* start Supplied records *

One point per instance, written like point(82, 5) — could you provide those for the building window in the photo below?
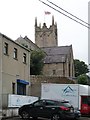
point(6, 48)
point(54, 72)
point(13, 88)
point(15, 53)
point(24, 57)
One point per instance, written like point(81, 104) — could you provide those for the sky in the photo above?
point(17, 18)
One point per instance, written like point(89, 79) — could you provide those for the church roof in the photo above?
point(57, 54)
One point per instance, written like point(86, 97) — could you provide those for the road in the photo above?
point(17, 118)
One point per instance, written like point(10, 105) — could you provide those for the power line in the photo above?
point(68, 12)
point(64, 14)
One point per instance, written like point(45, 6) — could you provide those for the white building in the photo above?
point(14, 72)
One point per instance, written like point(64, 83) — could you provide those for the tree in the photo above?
point(36, 62)
point(80, 67)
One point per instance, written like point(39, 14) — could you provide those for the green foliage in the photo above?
point(80, 68)
point(82, 79)
point(36, 62)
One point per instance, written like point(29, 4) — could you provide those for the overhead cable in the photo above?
point(68, 12)
point(64, 14)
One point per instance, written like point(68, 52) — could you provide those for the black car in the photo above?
point(45, 108)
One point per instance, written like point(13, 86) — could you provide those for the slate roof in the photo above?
point(57, 54)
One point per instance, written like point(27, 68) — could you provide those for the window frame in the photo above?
point(24, 58)
point(15, 54)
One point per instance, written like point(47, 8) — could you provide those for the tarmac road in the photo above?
point(17, 118)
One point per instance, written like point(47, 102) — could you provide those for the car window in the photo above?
point(38, 103)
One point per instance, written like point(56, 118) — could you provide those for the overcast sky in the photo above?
point(17, 17)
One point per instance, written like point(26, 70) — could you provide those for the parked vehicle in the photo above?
point(78, 95)
point(46, 108)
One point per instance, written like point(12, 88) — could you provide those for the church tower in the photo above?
point(46, 37)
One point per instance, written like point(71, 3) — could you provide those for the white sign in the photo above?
point(19, 100)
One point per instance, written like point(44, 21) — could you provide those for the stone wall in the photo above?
point(36, 81)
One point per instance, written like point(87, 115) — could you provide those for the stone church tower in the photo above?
point(46, 37)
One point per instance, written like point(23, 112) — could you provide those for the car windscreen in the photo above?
point(64, 103)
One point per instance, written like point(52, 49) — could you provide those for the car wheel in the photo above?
point(55, 117)
point(25, 115)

* end Supplied records *

- Requirements
Can you rewrite all the records above so that every "photo" becomes "image", changing nothing else and leaving the pictures out?

- Result
One point per instance, written like point(82, 5) — could you provide those for the building window in the image below?
point(6, 48)
point(54, 72)
point(13, 88)
point(15, 53)
point(24, 57)
One point per instance, written like point(81, 104) — could you provide those for the sky in the image above?
point(17, 18)
One point per instance, written like point(89, 79) — could you provide those for the church roof in the image above?
point(57, 54)
One point per instance, written like point(86, 97) — could you provide those for the road in the image above?
point(17, 118)
One point per instance, written like point(10, 105) — could you provide those for the power line in the image above?
point(68, 12)
point(64, 14)
One point per instance, written like point(45, 6) — could you provide those for the white building in the image above?
point(14, 72)
One point per instance, written like point(64, 83) — could you provide those for the tree in the image above?
point(36, 62)
point(80, 67)
One point per instance, written like point(39, 14) — could you provide those for the green foliage in the image above?
point(80, 68)
point(82, 79)
point(36, 62)
One point per instance, written like point(29, 4) — could you provide those for the overhead cable in the image above?
point(68, 12)
point(64, 14)
One point per instance, written like point(68, 52) — could you provide those for the black car in the image above?
point(45, 108)
One point per instance, written like point(13, 86) — could you provide those for the slate roof in the image above?
point(57, 54)
One point per instance, written like point(27, 68) — could you provide those for the window frame in the image above?
point(24, 58)
point(15, 54)
One point per instance, written like point(47, 8) — could you provide those for the tarmac road in the image above?
point(17, 118)
One point per instance, written like point(47, 102) — could you provide those for the car window in the image above?
point(38, 103)
One point per instance, written like point(56, 118) — could you provide those for the overcast sky in the image above?
point(17, 17)
One point per instance, written like point(26, 70) — could you provide those for the parked vehicle in the image above?
point(78, 95)
point(46, 108)
One point per instance, written like point(12, 88) — could you provide those for the church tower in the image above?
point(46, 37)
One point per instance, written like point(71, 3) — could you provide those for the white sign in the image above?
point(19, 100)
One point per instance, written like point(44, 21) — could you provide those for the stone wall in the image above?
point(36, 81)
One point per instance, written like point(87, 115) — could you provide those for the stone church tower in the image above?
point(46, 37)
One point per instance, written like point(23, 112) — could you provide those for the car windscreen in the image above?
point(64, 103)
One point per instance, written like point(52, 49) — could you provide those for the car wheel in the image above?
point(55, 117)
point(25, 115)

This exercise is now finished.